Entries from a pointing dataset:
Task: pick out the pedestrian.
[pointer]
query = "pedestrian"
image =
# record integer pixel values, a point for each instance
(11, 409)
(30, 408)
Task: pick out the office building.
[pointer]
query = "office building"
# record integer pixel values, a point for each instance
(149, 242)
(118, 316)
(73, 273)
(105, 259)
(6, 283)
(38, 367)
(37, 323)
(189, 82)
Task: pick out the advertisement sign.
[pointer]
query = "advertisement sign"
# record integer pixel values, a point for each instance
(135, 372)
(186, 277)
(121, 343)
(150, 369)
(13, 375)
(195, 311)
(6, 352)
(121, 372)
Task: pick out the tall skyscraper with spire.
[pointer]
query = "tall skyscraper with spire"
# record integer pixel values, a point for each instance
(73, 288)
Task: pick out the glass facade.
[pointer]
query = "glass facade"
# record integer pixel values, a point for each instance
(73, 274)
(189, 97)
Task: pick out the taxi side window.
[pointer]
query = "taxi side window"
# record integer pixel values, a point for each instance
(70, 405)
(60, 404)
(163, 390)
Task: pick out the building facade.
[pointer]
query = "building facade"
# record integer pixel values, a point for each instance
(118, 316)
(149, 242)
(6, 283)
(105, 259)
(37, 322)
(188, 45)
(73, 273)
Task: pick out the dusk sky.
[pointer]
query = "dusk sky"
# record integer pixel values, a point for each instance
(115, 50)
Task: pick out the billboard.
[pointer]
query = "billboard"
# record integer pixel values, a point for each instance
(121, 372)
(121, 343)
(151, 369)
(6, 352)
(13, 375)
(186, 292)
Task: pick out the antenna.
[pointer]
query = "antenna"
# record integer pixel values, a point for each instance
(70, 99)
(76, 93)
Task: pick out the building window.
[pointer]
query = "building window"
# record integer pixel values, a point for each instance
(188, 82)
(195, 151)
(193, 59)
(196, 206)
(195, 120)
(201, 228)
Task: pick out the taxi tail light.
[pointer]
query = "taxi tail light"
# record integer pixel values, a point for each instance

→ **Work instructions**: Put every line of the data above into a numbered list, omitting any blank lines.

→ **Response**:
1. Task: pick out the pedestrian.
2. [pointer]
3. query = "pedestrian"
4. image =
5. # record integer pixel values, a point for each instance
6. (11, 409)
7. (30, 408)
8. Task: pick out the office building.
9. [pointer]
10. query = "office building"
11. # record integer pixel values, a point for each instance
12. (149, 242)
13. (118, 316)
14. (73, 273)
15. (105, 259)
16. (6, 283)
17. (38, 367)
18. (37, 323)
19. (189, 82)
20. Task: pick out the advertisement sign.
21. [pointer]
22. query = "advertisement sign"
23. # record integer pixel values, a point for each instance
24. (135, 372)
25. (186, 277)
26. (121, 343)
27. (150, 369)
28. (13, 375)
29. (195, 311)
30. (6, 352)
31. (121, 372)
32. Task: pick out the tall skyscraper with spire.
33. [pointer]
34. query = "tall skyscraper with spire"
35. # record integer pixel values, a point for each instance
36. (73, 288)
37. Task: pick out the glass facade.
38. [pointer]
39. query = "glass facade"
40. # record integer pixel values, a point for each instance
41. (73, 274)
42. (189, 97)
43. Task: pick out the taxi side window.
44. [pointer]
45. query = "taxi side window"
46. # record integer pixel values, a point for each instance
47. (70, 405)
48. (60, 404)
49. (163, 390)
50. Task: pick out the building facade.
51. [pointer]
52. query = "building facade"
53. # record integer pixel values, a point for each instance
54. (118, 316)
55. (149, 242)
56. (6, 283)
57. (105, 259)
58. (37, 322)
59. (188, 45)
60. (73, 273)
61. Task: pick out the dusk sky.
62. [pointer]
63. query = "dusk sky"
64. # record integer pixel values, a point for each instance
65. (115, 50)
66. Task: pick out the billboard.
67. [pointer]
68. query = "billboard"
69. # record integer pixel values, a point for each instance
70. (121, 372)
71. (121, 343)
72. (151, 369)
73. (6, 352)
74. (13, 375)
75. (186, 292)
76. Task: pick out the antenna.
77. [pointer]
78. query = "antenna"
79. # record integer pixel values, a point for each instance
80. (70, 99)
81. (76, 93)
82. Task: pick out the building window.
83. [pointer]
84. query = "building window"
85. # record integer pixel values, a point for each instance
86. (188, 82)
87. (195, 151)
88. (193, 59)
89. (196, 206)
90. (195, 120)
91. (201, 228)
92. Task: pick out the taxi tail light.
93. [pointer]
94. query = "taxi tail light"
95. # record integer pixel values, a point for each instance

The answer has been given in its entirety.